Шрифт:
Интервал:
Закладка:
Была и еще одна возможная категория: что-то знакомое ветеринарам, но совершенно новое как человеческая инфекция. Иными словами, новый зооноз.
Лабораторная методология, которую я описал выше, – использование ПЦР для поиска узнаваемых фрагментов ДНК или РНК, а также молекулярных анализов на антитела или антигены, – подходит только для поисков того, что уже знакомо, или, по крайней мере, для того, что похоже на что-то знакомое. Подобные тесты, по сути, дают вам положительный, отрицательный или примерный ответ на конкретный вопрос: «Это оно или нет?» А вот искать совершенно новый патоген труднее. Микроб невозможно найти по молекулярной сигнатуре, если вы не знаете, что это за сигнатура. Так что ученому в лаборатории приходится прибегать к более старому, менее автоматизированному подходу: выращивать микроб в клеточной культуре, а потом смотреть на него в микроскоп.
В Гонконгском университете, стоящем на склоне высокого холма, возвышающегося над центром города, команда, возглавляемая Маликом Пейрисом, довела этот процесс до плодотворного окончания. Пейрис, уроженец Шри-Ланки, получил образование микробиолога в Оксфорде; он тихий, рассудительный человек с тонкими короткими черными волосами. В основном он известен как исследователь гриппа; в Гонконг он переехал в 1995 г., незадолго до пугающих событий с птичьим гриппом, и у него были основания считать именно птичью инфлюэнцу главной причиной событий в Гуандуне. «Первой нашей мыслью было, что вирус H5N1 получил способность передаваться от человека к человеку», – сказал он репортеру в 2003 году[89]. Но после проверки образцов SARS на H5N1, а также на других возможных «подозреваемых», они ничего не нашли и сделали вывод, что имеют дело с каким-то новым вирусом.

Перечень материалов =>
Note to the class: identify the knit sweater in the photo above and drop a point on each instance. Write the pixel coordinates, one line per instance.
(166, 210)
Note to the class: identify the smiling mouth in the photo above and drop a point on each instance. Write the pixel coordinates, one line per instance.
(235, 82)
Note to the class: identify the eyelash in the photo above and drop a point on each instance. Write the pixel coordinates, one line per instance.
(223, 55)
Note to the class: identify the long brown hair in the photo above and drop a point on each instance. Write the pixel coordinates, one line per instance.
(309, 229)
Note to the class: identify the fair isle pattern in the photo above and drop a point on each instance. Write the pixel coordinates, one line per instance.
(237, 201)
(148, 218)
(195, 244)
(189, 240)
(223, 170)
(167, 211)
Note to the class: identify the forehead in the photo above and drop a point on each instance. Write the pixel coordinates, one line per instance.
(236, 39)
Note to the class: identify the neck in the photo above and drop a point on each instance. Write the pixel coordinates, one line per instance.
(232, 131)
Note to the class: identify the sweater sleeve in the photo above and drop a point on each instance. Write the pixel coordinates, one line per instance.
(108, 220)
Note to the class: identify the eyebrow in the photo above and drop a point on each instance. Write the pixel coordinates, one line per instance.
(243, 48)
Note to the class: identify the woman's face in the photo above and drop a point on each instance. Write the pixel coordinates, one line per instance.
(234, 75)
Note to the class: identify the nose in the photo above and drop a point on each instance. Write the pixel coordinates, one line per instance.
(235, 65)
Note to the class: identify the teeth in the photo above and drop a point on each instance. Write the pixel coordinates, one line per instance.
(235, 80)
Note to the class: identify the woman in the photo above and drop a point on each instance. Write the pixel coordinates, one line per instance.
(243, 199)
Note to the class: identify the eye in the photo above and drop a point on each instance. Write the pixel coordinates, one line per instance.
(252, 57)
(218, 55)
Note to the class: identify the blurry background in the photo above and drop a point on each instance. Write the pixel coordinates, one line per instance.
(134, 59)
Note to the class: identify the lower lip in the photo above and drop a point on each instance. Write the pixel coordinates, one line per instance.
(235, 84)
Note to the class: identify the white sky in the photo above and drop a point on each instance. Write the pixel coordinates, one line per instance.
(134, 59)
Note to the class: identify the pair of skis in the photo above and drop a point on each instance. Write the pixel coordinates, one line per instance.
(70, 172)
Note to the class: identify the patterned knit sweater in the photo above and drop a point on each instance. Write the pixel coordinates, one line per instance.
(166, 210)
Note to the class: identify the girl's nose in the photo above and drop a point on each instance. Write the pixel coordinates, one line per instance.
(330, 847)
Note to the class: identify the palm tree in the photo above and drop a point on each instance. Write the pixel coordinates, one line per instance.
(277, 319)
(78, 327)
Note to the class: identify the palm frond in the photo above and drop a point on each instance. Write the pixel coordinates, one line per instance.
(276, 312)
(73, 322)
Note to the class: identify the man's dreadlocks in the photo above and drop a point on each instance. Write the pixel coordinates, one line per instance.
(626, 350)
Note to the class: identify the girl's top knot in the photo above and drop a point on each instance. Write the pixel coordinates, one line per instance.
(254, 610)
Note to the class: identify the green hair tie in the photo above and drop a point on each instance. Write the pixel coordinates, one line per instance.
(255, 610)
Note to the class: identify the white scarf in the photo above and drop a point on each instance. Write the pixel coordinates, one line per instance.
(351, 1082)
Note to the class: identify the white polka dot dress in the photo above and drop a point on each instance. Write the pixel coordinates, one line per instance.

Задания =>
(a) Изложите содержание отрывка о поисках возбудителя SARS в двух предложениях.
(b) Объясните по отрывку о поисках возбудителя SARS, почему для обнаружения совершенно нового патогена ученому приходится выращивать микроб в клеточной культуре и смотреть на него в микроскоп. Ответ дайте в одном-двух предложениях.
(c) Подхватите повествование отрывка о поисках возбудителя SARS и продолжите его после последнего предложения.
Материалы взяты из другого источника.

Ответы к заданиям =>
(a) ПЦР и молекулярные анализы на антитела или антигены годятся только для поиска уже знакомого или похожего на знакомое, поэтому совершенно новый патоген приходится выращивать в клеточной культуре и рассматривать в микроскоп. Команда Малика Пейриса в Гонконгском университете сначала подозревала вирус H5N1, но проверила образцы SARS на него и на других «подозреваемых», ничего не нашла и заключила, что имеет дело с новым вирусом.

(b) ПЦР и молекулярные анализы лишь отвечают на вопрос «Это оно или нет?», то есть подходят для поиска уже знакомого или похожего на знакомое. Новый микроб нельзя найти по молекулярной сигнатуре, если эта сигнатура неизвестна.

(c)
Тогда они сосредоточились на попытках вырастить его в культуре. Для этого, в первую очередь, было необходимо предоставить таинственному созданию среду из живых клеток, в которой оно сможет размножаться до тех пор, пока не нанесет этим клеткам достаточный урон, проявив тем самым себя. Эти живые клетки должны принадлежать к одной из «бессмертных» линий (как, например, знаменитые клетки HeLa, полученные у несчастной женщины по имени Генриетта Лакс) – то есть размножаться до тех пор, пока их что-то не убьет. Команда Пейриса предложила новому микробу пять разных клеточных линий, которые ранее оказывались хорошим «домом» для знакомых респираторных патогенов: клетки из почки собаки, из крысиной опухоли, из легких человеческого зародыша, полученного при выкидыше, и других. Результата это не дало. Не было отмечено никаких признаков повреждения клеток – и, соответственно, признаков роста вируса. Тогда они попробовали еще одну линию, полученную из почечных клеток зародыша макаки-резуса. Получилось! К середине марта они отметили «цитопатический эффект» в культуре обезьяньих клеток; это означало, что в них начало что-то размножаться и уничтожать их, переходя от клетки к клетке. Еще через несколько дней ученым с помощью электронного микроскопа удалось получить изображение круглых вирусных частиц, окруженных короной из шипиков. Это оказалось настолько неожиданным, что одному из микроскопистов даже пришлось, по сути, обратиться к полевому справочнику: он пролистал большую книгу микрофотографий вирусов в поисках совпадений, как вы или я искали бы неизвестную вам птицу или полевой цветок. Совпадение нашлось среди группы, известной как коронавирусы; их самая заметная характеристика – корона из узловатых белков, окружающих каждую вирусную частицу.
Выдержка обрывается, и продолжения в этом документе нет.